**TASK TO COMPLETE**
Copy out every line in the data below that contains the string "target", matching its uppercase and lowercase letters exactly.

**DATA RECORDS**

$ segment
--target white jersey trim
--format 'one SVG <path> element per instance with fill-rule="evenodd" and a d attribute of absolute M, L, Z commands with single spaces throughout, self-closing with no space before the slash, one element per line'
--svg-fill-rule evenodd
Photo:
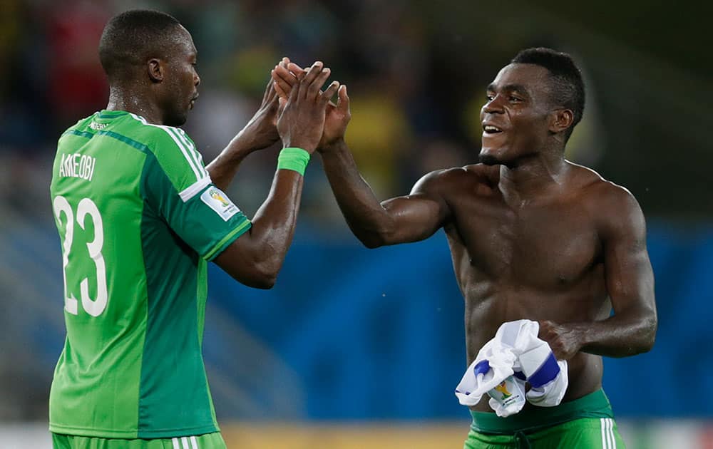
<path fill-rule="evenodd" d="M 180 199 L 183 200 L 183 202 L 185 202 L 198 195 L 199 192 L 205 188 L 211 182 L 212 182 L 212 180 L 211 180 L 210 177 L 206 176 L 193 182 L 178 195 L 180 196 Z"/>
<path fill-rule="evenodd" d="M 153 126 L 163 130 L 166 134 L 170 136 L 171 139 L 173 140 L 173 142 L 178 147 L 178 149 L 180 150 L 183 157 L 185 158 L 186 162 L 188 162 L 188 166 L 190 167 L 190 170 L 195 175 L 196 180 L 202 180 L 208 175 L 208 172 L 203 167 L 202 163 L 199 162 L 202 160 L 202 157 L 198 154 L 198 152 L 195 150 L 195 147 L 185 136 L 182 136 L 180 133 L 176 132 L 178 128 L 172 126 L 164 126 L 163 125 L 154 125 L 153 123 L 147 122 L 146 119 L 140 115 L 130 113 L 130 115 L 146 126 Z"/>

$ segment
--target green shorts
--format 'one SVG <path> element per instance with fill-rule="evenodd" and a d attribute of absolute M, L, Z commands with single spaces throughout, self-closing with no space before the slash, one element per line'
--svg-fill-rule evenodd
<path fill-rule="evenodd" d="M 516 415 L 471 411 L 463 449 L 624 449 L 604 391 L 557 407 L 530 407 Z"/>
<path fill-rule="evenodd" d="M 52 434 L 54 449 L 226 449 L 220 432 L 195 436 L 122 440 Z"/>

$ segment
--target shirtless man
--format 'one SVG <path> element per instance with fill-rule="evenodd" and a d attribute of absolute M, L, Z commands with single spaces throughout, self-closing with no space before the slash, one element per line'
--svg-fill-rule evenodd
<path fill-rule="evenodd" d="M 281 96 L 301 71 L 276 68 Z M 568 55 L 520 51 L 486 96 L 481 163 L 428 173 L 411 195 L 379 202 L 344 143 L 350 113 L 342 86 L 318 150 L 332 188 L 369 248 L 445 229 L 465 299 L 468 363 L 501 324 L 521 319 L 538 321 L 539 336 L 568 361 L 560 406 L 528 404 L 503 418 L 483 398 L 471 411 L 465 448 L 622 448 L 602 390 L 602 356 L 633 356 L 654 344 L 643 214 L 627 190 L 564 158 L 585 96 Z"/>

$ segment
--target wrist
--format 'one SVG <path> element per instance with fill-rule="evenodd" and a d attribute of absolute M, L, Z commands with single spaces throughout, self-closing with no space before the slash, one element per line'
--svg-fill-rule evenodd
<path fill-rule="evenodd" d="M 339 151 L 341 149 L 346 148 L 347 143 L 344 141 L 344 138 L 341 137 L 336 139 L 329 143 L 320 145 L 317 149 L 322 154 L 334 153 Z"/>
<path fill-rule="evenodd" d="M 294 147 L 285 147 L 277 156 L 277 170 L 291 170 L 304 176 L 309 162 L 309 153 Z"/>
<path fill-rule="evenodd" d="M 236 158 L 245 158 L 247 155 L 260 150 L 260 146 L 250 133 L 240 131 L 229 144 L 230 155 Z"/>

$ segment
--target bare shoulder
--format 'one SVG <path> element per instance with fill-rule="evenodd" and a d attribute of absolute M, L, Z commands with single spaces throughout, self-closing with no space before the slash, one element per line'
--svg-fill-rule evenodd
<path fill-rule="evenodd" d="M 626 187 L 602 177 L 599 173 L 573 164 L 579 200 L 604 229 L 645 229 L 644 214 L 636 198 Z"/>
<path fill-rule="evenodd" d="M 495 168 L 496 170 L 493 170 Z M 461 190 L 473 184 L 497 184 L 499 175 L 496 167 L 488 167 L 483 164 L 474 164 L 464 167 L 454 167 L 437 170 L 424 175 L 414 185 L 411 194 L 415 193 L 446 193 L 452 189 Z"/>

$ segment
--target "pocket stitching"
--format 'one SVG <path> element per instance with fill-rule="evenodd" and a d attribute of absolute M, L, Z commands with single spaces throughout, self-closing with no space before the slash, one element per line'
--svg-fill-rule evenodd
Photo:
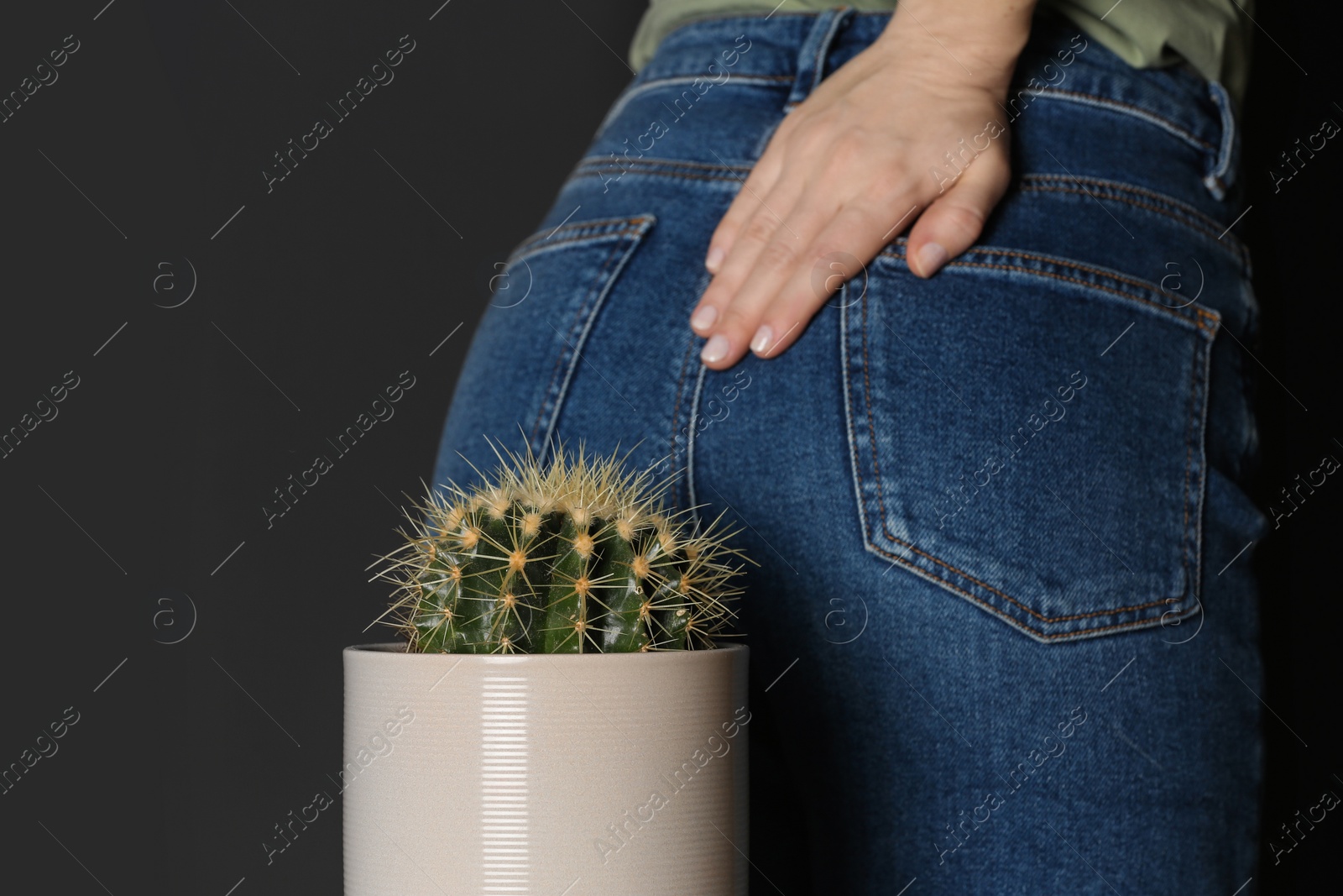
<path fill-rule="evenodd" d="M 619 258 L 627 258 L 629 257 L 629 253 L 630 253 L 631 247 L 626 247 L 624 253 L 619 251 L 622 247 L 624 247 L 624 242 L 627 239 L 631 239 L 631 238 L 637 239 L 642 232 L 645 232 L 647 230 L 647 226 L 651 223 L 651 220 L 653 220 L 651 216 L 643 215 L 643 216 L 639 216 L 639 218 L 610 219 L 610 220 L 599 220 L 599 222 L 575 223 L 575 224 L 569 226 L 573 230 L 591 228 L 594 226 L 596 226 L 596 227 L 606 227 L 606 226 L 610 226 L 611 223 L 631 223 L 631 224 L 637 223 L 638 226 L 637 227 L 624 227 L 622 230 L 607 231 L 607 232 L 594 234 L 594 235 L 588 235 L 588 236 L 571 238 L 568 240 L 561 240 L 560 243 L 556 243 L 557 246 L 572 246 L 572 244 L 576 244 L 579 242 L 584 242 L 587 239 L 599 239 L 599 238 L 608 238 L 608 236 L 614 236 L 615 238 L 615 239 L 611 240 L 611 250 L 610 250 L 610 253 L 607 253 L 606 259 L 602 262 L 602 269 L 598 271 L 596 278 L 594 279 L 592 285 L 588 287 L 587 296 L 584 297 L 584 300 L 582 302 L 579 302 L 577 312 L 573 316 L 573 322 L 569 325 L 569 337 L 571 339 L 564 339 L 561 336 L 561 339 L 564 339 L 564 348 L 561 348 L 560 352 L 559 352 L 559 355 L 555 357 L 555 367 L 551 369 L 551 382 L 549 382 L 549 384 L 545 388 L 545 400 L 541 402 L 541 407 L 537 410 L 536 422 L 532 424 L 532 434 L 529 437 L 529 441 L 532 443 L 533 451 L 537 454 L 537 457 L 544 457 L 544 450 L 545 450 L 544 445 L 541 445 L 541 446 L 536 445 L 536 437 L 537 437 L 537 434 L 541 430 L 541 422 L 547 416 L 547 408 L 549 407 L 551 423 L 553 424 L 553 422 L 556 419 L 559 419 L 559 412 L 560 412 L 559 406 L 560 406 L 560 402 L 561 402 L 561 396 L 563 396 L 563 394 L 565 391 L 565 387 L 568 384 L 568 376 L 565 376 L 565 382 L 561 383 L 561 384 L 559 384 L 559 387 L 556 386 L 556 379 L 559 377 L 560 368 L 563 367 L 563 363 L 564 363 L 564 355 L 565 355 L 564 349 L 567 348 L 567 349 L 572 351 L 572 356 L 569 359 L 569 371 L 572 371 L 573 361 L 577 359 L 577 356 L 579 356 L 579 353 L 582 352 L 582 348 L 583 348 L 582 347 L 583 339 L 576 334 L 576 330 L 582 329 L 583 318 L 587 317 L 591 321 L 592 314 L 595 314 L 596 310 L 598 310 L 598 308 L 600 306 L 599 304 L 592 304 L 594 293 L 599 292 L 599 289 L 604 289 L 602 286 L 603 283 L 610 285 L 610 279 L 607 278 L 607 270 L 611 267 L 611 265 L 616 259 L 616 257 L 619 257 Z M 551 235 L 553 236 L 555 231 L 552 231 Z M 547 236 L 547 239 L 549 239 L 549 236 Z M 551 249 L 551 246 L 547 246 L 547 249 Z M 535 254 L 535 253 L 532 253 L 532 254 Z M 522 255 L 518 255 L 517 258 L 521 258 L 521 257 Z M 592 305 L 591 309 L 587 308 L 590 304 Z M 577 340 L 579 344 L 575 345 L 573 341 L 571 341 L 571 340 Z M 553 406 L 553 407 L 551 407 L 551 406 Z"/>
<path fill-rule="evenodd" d="M 582 243 L 594 239 L 606 239 L 608 236 L 622 238 L 622 236 L 638 236 L 646 224 L 651 220 L 649 215 L 641 215 L 638 218 L 607 218 L 600 220 L 584 220 L 575 222 L 572 224 L 564 224 L 556 230 L 552 230 L 548 235 L 541 236 L 540 232 L 528 236 L 513 254 L 509 255 L 509 265 L 522 261 L 524 258 L 532 258 L 537 253 L 549 251 L 551 249 L 557 249 L 561 246 L 572 246 L 575 243 Z M 624 224 L 619 230 L 603 230 L 611 227 L 612 224 Z M 584 234 L 583 231 L 591 230 L 594 232 Z M 555 234 L 565 234 L 553 243 L 548 242 Z"/>
<path fill-rule="evenodd" d="M 884 253 L 884 254 L 888 255 L 888 257 L 890 257 L 890 258 L 901 258 L 902 259 L 902 255 L 896 255 L 896 254 L 890 253 L 889 250 L 888 250 L 888 253 Z M 1015 254 L 1015 255 L 1022 255 L 1022 257 L 1026 257 L 1026 258 L 1037 258 L 1039 261 L 1045 261 L 1045 262 L 1049 262 L 1049 263 L 1056 263 L 1056 265 L 1058 263 L 1058 259 L 1049 259 L 1049 258 L 1039 257 L 1039 255 L 1029 255 L 1026 253 L 1003 253 L 1003 254 Z M 1168 308 L 1166 308 L 1163 305 L 1159 305 L 1159 304 L 1155 304 L 1155 302 L 1150 302 L 1147 300 L 1143 300 L 1143 298 L 1139 298 L 1139 297 L 1135 297 L 1135 296 L 1129 296 L 1127 293 L 1121 293 L 1119 290 L 1109 289 L 1109 287 L 1105 287 L 1105 286 L 1099 285 L 1099 283 L 1091 283 L 1091 282 L 1086 282 L 1086 281 L 1082 281 L 1082 279 L 1078 279 L 1078 278 L 1066 277 L 1066 275 L 1056 274 L 1056 273 L 1052 273 L 1052 271 L 1033 270 L 1033 269 L 1019 267 L 1019 266 L 1014 266 L 1014 265 L 991 265 L 991 263 L 982 263 L 982 262 L 951 262 L 948 266 L 951 266 L 951 265 L 962 265 L 962 266 L 967 266 L 967 267 L 988 267 L 988 269 L 999 267 L 999 269 L 1006 269 L 1006 270 L 1023 271 L 1023 273 L 1027 273 L 1027 274 L 1054 277 L 1057 279 L 1069 281 L 1069 282 L 1077 283 L 1077 285 L 1084 286 L 1084 287 L 1103 289 L 1105 292 L 1115 293 L 1116 296 L 1120 296 L 1120 297 L 1124 297 L 1124 298 L 1133 298 L 1133 300 L 1142 301 L 1142 302 L 1144 302 L 1147 305 L 1154 305 L 1155 308 L 1158 308 L 1160 310 L 1172 312 L 1172 309 L 1168 309 Z M 1077 267 L 1080 270 L 1093 271 L 1093 273 L 1101 274 L 1104 277 L 1115 277 L 1113 274 L 1101 271 L 1099 269 L 1088 267 L 1085 265 L 1069 265 L 1069 266 Z M 1119 277 L 1116 279 L 1121 279 L 1124 282 L 1133 282 L 1136 285 L 1136 281 L 1128 281 L 1128 278 Z M 870 380 L 870 375 L 869 375 L 870 364 L 869 364 L 869 357 L 868 357 L 868 302 L 870 300 L 866 296 L 864 296 L 864 298 L 862 298 L 864 404 L 865 404 L 865 410 L 868 412 L 869 439 L 870 439 L 872 445 L 874 446 L 876 445 L 876 422 L 873 420 L 873 416 L 872 416 L 872 380 Z M 1219 322 L 1219 316 L 1215 314 L 1215 313 L 1205 312 L 1203 309 L 1194 309 L 1194 310 L 1199 314 L 1201 320 L 1191 321 L 1190 318 L 1187 318 L 1185 316 L 1180 316 L 1180 314 L 1172 314 L 1172 317 L 1175 317 L 1176 320 L 1194 322 L 1201 330 L 1203 330 L 1206 333 L 1214 333 L 1215 328 L 1217 328 L 1217 324 Z M 1203 322 L 1202 322 L 1202 318 L 1210 318 L 1210 320 L 1213 320 L 1214 321 L 1213 326 L 1211 328 L 1205 326 Z M 1209 353 L 1207 353 L 1207 349 L 1206 349 L 1206 345 L 1205 345 L 1205 348 L 1201 352 L 1195 352 L 1195 356 L 1194 356 L 1195 388 L 1193 388 L 1190 391 L 1190 423 L 1189 423 L 1189 426 L 1186 429 L 1185 496 L 1182 498 L 1183 513 L 1185 513 L 1185 523 L 1183 523 L 1183 535 L 1182 535 L 1182 547 L 1183 547 L 1183 549 L 1180 551 L 1180 568 L 1185 572 L 1185 580 L 1186 582 L 1189 582 L 1189 563 L 1190 563 L 1190 525 L 1189 525 L 1189 513 L 1190 513 L 1190 478 L 1191 478 L 1191 474 L 1193 474 L 1193 453 L 1194 453 L 1194 435 L 1195 435 L 1194 426 L 1197 423 L 1197 419 L 1195 419 L 1197 418 L 1195 407 L 1197 407 L 1199 387 L 1205 386 L 1205 380 L 1206 380 L 1206 377 L 1203 375 L 1205 371 L 1202 368 L 1206 367 L 1207 355 Z M 1199 365 L 1198 364 L 1199 356 L 1203 357 L 1205 365 Z M 845 376 L 847 377 L 847 375 L 849 375 L 849 372 L 846 369 L 845 371 Z M 865 498 L 862 497 L 862 463 L 861 463 L 861 461 L 858 458 L 857 445 L 853 442 L 853 439 L 850 439 L 850 457 L 851 457 L 853 466 L 854 466 L 854 473 L 855 473 L 855 477 L 857 477 L 857 484 L 858 484 L 858 490 L 860 490 L 857 498 L 860 501 L 860 509 L 861 509 L 861 505 L 865 502 Z M 1093 617 L 1115 615 L 1115 614 L 1119 614 L 1119 613 L 1132 613 L 1132 611 L 1136 611 L 1136 610 L 1147 610 L 1147 609 L 1162 606 L 1162 604 L 1167 604 L 1168 606 L 1168 604 L 1179 600 L 1179 598 L 1162 598 L 1162 599 L 1152 600 L 1152 602 L 1148 602 L 1148 603 L 1142 603 L 1142 604 L 1135 604 L 1135 606 L 1128 606 L 1128 607 L 1116 607 L 1116 609 L 1108 609 L 1108 610 L 1096 610 L 1096 611 L 1091 611 L 1091 613 L 1080 613 L 1080 614 L 1062 615 L 1062 617 L 1046 617 L 1046 615 L 1044 615 L 1044 614 L 1033 610 L 1031 607 L 1026 606 L 1021 600 L 1017 600 L 1011 595 L 1009 595 L 1009 594 L 1006 594 L 1006 592 L 1003 592 L 1003 591 L 992 587 L 991 584 L 988 584 L 986 582 L 980 582 L 979 579 L 976 579 L 972 575 L 968 575 L 963 570 L 959 570 L 959 568 L 954 567 L 952 564 L 947 563 L 945 560 L 941 560 L 941 559 L 939 559 L 939 557 L 928 553 L 927 551 L 923 551 L 923 549 L 915 547 L 913 544 L 911 544 L 911 543 L 908 543 L 908 541 L 905 541 L 902 539 L 896 537 L 889 531 L 889 528 L 886 525 L 885 497 L 884 497 L 884 489 L 882 489 L 882 485 L 881 485 L 881 465 L 880 465 L 880 461 L 877 458 L 877 453 L 876 453 L 874 447 L 872 450 L 872 465 L 873 465 L 873 470 L 876 473 L 876 476 L 874 476 L 874 485 L 877 488 L 877 504 L 878 504 L 878 508 L 880 508 L 880 512 L 881 512 L 881 532 L 882 532 L 882 535 L 889 541 L 896 543 L 896 544 L 901 544 L 907 549 L 909 549 L 911 552 L 917 553 L 917 555 L 920 555 L 923 557 L 927 557 L 932 563 L 936 563 L 937 566 L 941 566 L 945 570 L 950 570 L 951 572 L 954 572 L 954 574 L 964 578 L 966 580 L 974 582 L 975 584 L 983 587 L 984 590 L 987 590 L 987 591 L 990 591 L 992 594 L 999 595 L 1001 598 L 1009 600 L 1010 603 L 1013 603 L 1014 606 L 1019 607 L 1025 613 L 1030 614 L 1035 619 L 1039 619 L 1041 622 L 1045 622 L 1045 623 L 1069 622 L 1069 621 L 1076 621 L 1076 619 L 1088 619 L 1088 618 L 1093 618 Z M 1151 627 L 1154 625 L 1152 619 L 1135 619 L 1135 621 L 1131 621 L 1131 622 L 1115 623 L 1115 625 L 1109 625 L 1109 626 L 1100 626 L 1100 627 L 1092 627 L 1092 629 L 1080 629 L 1080 630 L 1074 630 L 1074 631 L 1060 631 L 1060 633 L 1053 633 L 1053 634 L 1045 634 L 1044 631 L 1026 625 L 1021 619 L 1015 619 L 1015 618 L 1005 614 L 998 607 L 995 607 L 991 603 L 983 600 L 982 598 L 976 596 L 975 594 L 972 594 L 972 592 L 970 592 L 970 591 L 967 591 L 967 590 L 956 586 L 955 583 L 948 582 L 947 579 L 936 575 L 933 571 L 924 570 L 924 568 L 919 567 L 917 564 L 909 562 L 908 559 L 901 557 L 901 556 L 898 556 L 896 553 L 892 553 L 890 551 L 884 549 L 878 544 L 874 544 L 873 540 L 872 540 L 872 531 L 870 531 L 872 524 L 868 520 L 866 512 L 861 513 L 861 516 L 862 516 L 862 521 L 864 521 L 864 531 L 865 531 L 866 543 L 868 543 L 868 547 L 870 549 L 876 551 L 877 553 L 881 553 L 882 556 L 890 557 L 892 560 L 894 560 L 897 563 L 901 563 L 902 566 L 905 566 L 907 568 L 909 568 L 913 572 L 917 572 L 920 575 L 925 575 L 925 576 L 933 579 L 935 582 L 937 582 L 937 583 L 943 584 L 944 587 L 955 591 L 956 594 L 960 594 L 960 595 L 966 596 L 967 599 L 972 600 L 974 603 L 984 607 L 986 610 L 990 610 L 991 613 L 994 613 L 994 615 L 998 615 L 999 618 L 1005 619 L 1010 625 L 1021 626 L 1021 627 L 1026 629 L 1027 631 L 1034 633 L 1034 635 L 1038 637 L 1038 638 L 1042 638 L 1042 639 L 1078 638 L 1078 637 L 1084 637 L 1084 635 L 1088 635 L 1088 634 L 1095 634 L 1095 633 L 1099 633 L 1099 631 L 1108 631 L 1108 630 L 1113 630 L 1113 629 L 1129 629 L 1129 627 L 1135 627 L 1135 626 Z M 1197 584 L 1195 584 L 1195 591 L 1197 591 Z M 1183 614 L 1183 615 L 1187 615 L 1187 613 Z M 1163 617 L 1164 617 L 1164 614 L 1163 614 Z"/>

**REPLY TO THE EXERCISE**
--target white jersey trim
--target green shorts
--target shirtless man
--target wrist
--target bare shoulder
--target "pocket stitching"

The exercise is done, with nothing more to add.